To do »
Only the lines that hold the word "player" are wanted from this listing.

Source material »
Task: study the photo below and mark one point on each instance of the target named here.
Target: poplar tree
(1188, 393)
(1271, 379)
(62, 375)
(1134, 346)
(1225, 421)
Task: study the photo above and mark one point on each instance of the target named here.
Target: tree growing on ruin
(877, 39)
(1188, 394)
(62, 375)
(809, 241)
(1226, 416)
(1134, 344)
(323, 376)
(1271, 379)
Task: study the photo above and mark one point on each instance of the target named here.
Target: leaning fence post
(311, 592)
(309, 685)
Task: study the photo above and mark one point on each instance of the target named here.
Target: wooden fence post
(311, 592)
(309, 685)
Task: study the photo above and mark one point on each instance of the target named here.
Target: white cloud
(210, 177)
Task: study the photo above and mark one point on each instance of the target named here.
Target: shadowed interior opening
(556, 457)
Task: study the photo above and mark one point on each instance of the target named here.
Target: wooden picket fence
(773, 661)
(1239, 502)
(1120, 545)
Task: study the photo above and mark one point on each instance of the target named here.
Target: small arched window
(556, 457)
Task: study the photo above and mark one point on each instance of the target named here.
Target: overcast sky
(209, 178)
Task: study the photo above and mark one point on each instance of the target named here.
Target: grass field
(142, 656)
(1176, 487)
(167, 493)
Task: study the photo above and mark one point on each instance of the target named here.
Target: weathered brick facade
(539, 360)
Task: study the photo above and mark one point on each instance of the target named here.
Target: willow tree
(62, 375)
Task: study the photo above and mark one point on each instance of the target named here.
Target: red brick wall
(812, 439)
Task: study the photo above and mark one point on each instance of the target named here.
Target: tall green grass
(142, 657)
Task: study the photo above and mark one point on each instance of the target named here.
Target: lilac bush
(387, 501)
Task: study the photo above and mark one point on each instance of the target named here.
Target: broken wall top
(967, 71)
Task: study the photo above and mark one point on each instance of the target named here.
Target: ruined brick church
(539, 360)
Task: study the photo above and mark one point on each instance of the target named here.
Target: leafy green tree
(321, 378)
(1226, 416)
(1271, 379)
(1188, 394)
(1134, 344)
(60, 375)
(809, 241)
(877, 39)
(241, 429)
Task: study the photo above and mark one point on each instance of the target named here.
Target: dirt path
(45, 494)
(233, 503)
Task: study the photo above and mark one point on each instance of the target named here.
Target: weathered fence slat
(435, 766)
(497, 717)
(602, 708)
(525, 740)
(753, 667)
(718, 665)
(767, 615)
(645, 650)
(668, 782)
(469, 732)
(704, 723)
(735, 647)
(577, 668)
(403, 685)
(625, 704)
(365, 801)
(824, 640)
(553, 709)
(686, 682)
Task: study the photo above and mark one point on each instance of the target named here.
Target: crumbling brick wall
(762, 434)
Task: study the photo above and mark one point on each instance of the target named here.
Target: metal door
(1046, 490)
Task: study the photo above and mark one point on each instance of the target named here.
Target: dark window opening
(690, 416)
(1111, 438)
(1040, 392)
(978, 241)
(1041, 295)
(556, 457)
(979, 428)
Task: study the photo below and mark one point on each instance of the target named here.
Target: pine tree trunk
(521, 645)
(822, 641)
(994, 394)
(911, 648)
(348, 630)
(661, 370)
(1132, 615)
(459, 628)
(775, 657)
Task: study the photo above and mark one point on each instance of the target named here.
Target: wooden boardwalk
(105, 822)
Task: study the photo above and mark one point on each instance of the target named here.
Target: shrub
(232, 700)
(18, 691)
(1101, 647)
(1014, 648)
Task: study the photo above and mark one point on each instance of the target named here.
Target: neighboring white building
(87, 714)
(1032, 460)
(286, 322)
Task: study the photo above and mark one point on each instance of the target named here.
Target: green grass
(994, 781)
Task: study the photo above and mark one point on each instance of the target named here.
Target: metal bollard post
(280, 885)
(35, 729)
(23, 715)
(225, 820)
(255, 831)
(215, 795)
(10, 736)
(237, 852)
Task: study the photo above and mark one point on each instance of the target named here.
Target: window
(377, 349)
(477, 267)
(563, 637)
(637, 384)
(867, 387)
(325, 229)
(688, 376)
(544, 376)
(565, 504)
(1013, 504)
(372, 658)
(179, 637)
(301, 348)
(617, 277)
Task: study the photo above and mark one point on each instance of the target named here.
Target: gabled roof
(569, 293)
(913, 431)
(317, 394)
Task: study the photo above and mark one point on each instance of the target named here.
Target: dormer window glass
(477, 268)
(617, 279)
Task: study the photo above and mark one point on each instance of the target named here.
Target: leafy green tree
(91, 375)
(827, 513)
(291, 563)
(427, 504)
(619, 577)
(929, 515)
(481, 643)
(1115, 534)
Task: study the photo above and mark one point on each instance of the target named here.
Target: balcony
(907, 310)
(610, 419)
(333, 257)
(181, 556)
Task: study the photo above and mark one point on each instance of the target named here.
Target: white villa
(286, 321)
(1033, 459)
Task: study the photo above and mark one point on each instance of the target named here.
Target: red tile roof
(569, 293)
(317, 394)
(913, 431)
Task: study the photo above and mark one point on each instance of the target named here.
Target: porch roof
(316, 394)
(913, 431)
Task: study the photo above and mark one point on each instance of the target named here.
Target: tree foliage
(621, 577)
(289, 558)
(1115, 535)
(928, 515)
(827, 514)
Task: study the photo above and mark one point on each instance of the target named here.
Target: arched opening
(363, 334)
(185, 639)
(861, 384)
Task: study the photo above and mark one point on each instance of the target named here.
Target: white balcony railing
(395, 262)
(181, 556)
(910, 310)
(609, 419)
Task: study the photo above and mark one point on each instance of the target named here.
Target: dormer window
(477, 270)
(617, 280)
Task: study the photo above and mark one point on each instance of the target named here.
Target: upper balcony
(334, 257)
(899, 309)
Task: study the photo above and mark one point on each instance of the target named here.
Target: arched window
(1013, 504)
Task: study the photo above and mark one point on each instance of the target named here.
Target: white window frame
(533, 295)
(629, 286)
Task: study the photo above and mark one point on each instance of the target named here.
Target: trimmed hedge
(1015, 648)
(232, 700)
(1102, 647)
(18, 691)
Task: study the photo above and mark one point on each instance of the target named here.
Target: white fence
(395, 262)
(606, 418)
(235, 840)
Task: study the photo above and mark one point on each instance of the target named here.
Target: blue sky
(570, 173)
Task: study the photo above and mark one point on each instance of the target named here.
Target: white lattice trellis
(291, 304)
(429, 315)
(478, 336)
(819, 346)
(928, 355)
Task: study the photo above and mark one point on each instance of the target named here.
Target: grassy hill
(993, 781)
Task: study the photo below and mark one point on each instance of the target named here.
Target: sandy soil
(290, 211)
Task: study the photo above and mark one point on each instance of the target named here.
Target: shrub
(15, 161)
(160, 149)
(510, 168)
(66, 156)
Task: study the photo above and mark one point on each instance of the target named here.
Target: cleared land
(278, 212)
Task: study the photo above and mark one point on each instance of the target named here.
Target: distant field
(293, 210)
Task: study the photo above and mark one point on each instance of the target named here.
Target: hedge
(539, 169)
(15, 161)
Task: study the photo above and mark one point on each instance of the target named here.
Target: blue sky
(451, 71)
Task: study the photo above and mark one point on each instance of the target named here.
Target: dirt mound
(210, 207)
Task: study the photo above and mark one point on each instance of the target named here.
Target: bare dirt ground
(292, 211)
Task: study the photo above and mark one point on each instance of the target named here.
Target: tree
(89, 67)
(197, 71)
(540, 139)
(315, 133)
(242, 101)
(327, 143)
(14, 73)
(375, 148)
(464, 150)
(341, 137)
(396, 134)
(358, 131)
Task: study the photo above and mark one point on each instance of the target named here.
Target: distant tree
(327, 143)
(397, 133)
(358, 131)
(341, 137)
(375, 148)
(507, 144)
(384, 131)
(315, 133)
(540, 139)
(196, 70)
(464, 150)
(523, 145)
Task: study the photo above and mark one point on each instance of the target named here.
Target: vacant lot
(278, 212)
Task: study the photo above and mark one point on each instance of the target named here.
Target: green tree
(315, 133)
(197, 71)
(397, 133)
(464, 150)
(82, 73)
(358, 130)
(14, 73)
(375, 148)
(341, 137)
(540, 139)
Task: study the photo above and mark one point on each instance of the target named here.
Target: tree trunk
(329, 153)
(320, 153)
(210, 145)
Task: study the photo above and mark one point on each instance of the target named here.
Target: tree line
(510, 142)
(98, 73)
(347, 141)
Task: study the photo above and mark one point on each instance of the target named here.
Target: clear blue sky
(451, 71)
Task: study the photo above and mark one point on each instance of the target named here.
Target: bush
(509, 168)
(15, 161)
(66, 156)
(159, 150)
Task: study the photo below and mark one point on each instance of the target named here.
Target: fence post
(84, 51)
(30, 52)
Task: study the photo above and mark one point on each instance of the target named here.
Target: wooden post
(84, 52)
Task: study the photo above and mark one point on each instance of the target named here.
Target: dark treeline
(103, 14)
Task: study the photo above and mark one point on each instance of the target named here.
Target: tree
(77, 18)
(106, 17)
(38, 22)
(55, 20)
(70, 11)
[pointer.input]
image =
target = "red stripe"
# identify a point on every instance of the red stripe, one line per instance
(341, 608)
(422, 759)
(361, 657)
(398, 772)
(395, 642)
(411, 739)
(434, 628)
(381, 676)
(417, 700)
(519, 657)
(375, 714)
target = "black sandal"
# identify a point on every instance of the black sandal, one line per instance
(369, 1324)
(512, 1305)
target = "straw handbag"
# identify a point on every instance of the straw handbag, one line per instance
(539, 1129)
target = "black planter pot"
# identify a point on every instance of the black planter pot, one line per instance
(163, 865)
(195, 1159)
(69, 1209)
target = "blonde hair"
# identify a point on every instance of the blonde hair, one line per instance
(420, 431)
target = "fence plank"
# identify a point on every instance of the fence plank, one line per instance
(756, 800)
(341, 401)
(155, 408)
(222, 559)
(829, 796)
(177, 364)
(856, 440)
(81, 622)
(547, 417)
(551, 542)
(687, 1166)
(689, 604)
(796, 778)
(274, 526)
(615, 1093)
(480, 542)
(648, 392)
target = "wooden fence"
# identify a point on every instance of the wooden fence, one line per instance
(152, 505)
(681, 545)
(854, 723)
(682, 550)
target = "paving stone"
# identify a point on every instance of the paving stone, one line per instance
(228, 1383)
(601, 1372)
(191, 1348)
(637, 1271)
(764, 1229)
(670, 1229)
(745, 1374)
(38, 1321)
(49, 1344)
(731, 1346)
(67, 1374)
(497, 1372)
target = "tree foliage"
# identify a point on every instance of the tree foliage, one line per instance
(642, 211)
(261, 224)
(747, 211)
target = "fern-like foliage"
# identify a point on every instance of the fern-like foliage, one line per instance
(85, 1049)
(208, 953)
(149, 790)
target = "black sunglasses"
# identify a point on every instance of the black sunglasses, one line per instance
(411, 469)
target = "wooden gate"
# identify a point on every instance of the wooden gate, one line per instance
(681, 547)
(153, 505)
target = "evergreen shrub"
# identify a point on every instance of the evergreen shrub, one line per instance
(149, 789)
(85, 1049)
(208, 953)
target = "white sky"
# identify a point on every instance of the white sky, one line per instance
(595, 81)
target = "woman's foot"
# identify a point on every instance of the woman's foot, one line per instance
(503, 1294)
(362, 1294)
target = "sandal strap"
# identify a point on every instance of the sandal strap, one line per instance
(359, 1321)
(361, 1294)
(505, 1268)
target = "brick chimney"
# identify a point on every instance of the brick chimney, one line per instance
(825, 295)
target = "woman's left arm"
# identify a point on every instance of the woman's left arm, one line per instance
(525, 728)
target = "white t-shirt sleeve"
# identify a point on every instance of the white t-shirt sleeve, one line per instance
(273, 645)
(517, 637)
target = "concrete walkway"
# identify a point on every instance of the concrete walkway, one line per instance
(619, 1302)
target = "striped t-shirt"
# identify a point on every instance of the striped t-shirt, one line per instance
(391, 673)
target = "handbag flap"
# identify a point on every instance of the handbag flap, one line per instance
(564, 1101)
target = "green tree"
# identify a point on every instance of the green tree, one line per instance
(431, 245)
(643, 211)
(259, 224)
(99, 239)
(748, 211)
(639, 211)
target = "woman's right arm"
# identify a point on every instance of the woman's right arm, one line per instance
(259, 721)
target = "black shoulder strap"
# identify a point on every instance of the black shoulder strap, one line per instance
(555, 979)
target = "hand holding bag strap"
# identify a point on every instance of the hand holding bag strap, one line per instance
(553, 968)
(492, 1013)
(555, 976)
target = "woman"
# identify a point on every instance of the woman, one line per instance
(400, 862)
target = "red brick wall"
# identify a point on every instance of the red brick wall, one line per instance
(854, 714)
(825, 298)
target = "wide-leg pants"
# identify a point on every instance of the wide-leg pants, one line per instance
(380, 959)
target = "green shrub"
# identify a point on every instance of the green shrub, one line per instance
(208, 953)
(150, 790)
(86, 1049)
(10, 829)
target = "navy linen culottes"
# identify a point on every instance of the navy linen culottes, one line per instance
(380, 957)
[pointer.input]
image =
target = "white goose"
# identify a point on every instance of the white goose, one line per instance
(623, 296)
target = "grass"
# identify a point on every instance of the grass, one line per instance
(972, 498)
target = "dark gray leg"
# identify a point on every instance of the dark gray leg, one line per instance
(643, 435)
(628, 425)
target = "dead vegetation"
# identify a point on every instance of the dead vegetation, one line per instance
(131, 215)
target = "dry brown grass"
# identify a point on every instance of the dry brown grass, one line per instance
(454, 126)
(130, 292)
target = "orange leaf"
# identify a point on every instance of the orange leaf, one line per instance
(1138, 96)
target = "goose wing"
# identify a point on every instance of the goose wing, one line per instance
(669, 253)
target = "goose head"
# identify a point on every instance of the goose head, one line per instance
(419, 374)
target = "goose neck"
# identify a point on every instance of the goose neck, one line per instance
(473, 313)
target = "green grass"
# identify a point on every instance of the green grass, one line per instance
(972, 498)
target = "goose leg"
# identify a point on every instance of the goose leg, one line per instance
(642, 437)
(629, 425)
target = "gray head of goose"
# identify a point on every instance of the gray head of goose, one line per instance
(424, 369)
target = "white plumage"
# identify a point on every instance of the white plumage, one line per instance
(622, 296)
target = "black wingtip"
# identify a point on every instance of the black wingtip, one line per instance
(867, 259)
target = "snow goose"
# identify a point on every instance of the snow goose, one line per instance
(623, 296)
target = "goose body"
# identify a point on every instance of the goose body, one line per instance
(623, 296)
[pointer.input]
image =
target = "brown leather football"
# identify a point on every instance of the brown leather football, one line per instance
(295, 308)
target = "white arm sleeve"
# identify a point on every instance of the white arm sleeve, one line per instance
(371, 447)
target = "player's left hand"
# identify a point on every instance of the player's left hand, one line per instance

Written answer »
target = "player's left hand"
# identify a point on every instance of the player's left hand, one line per instance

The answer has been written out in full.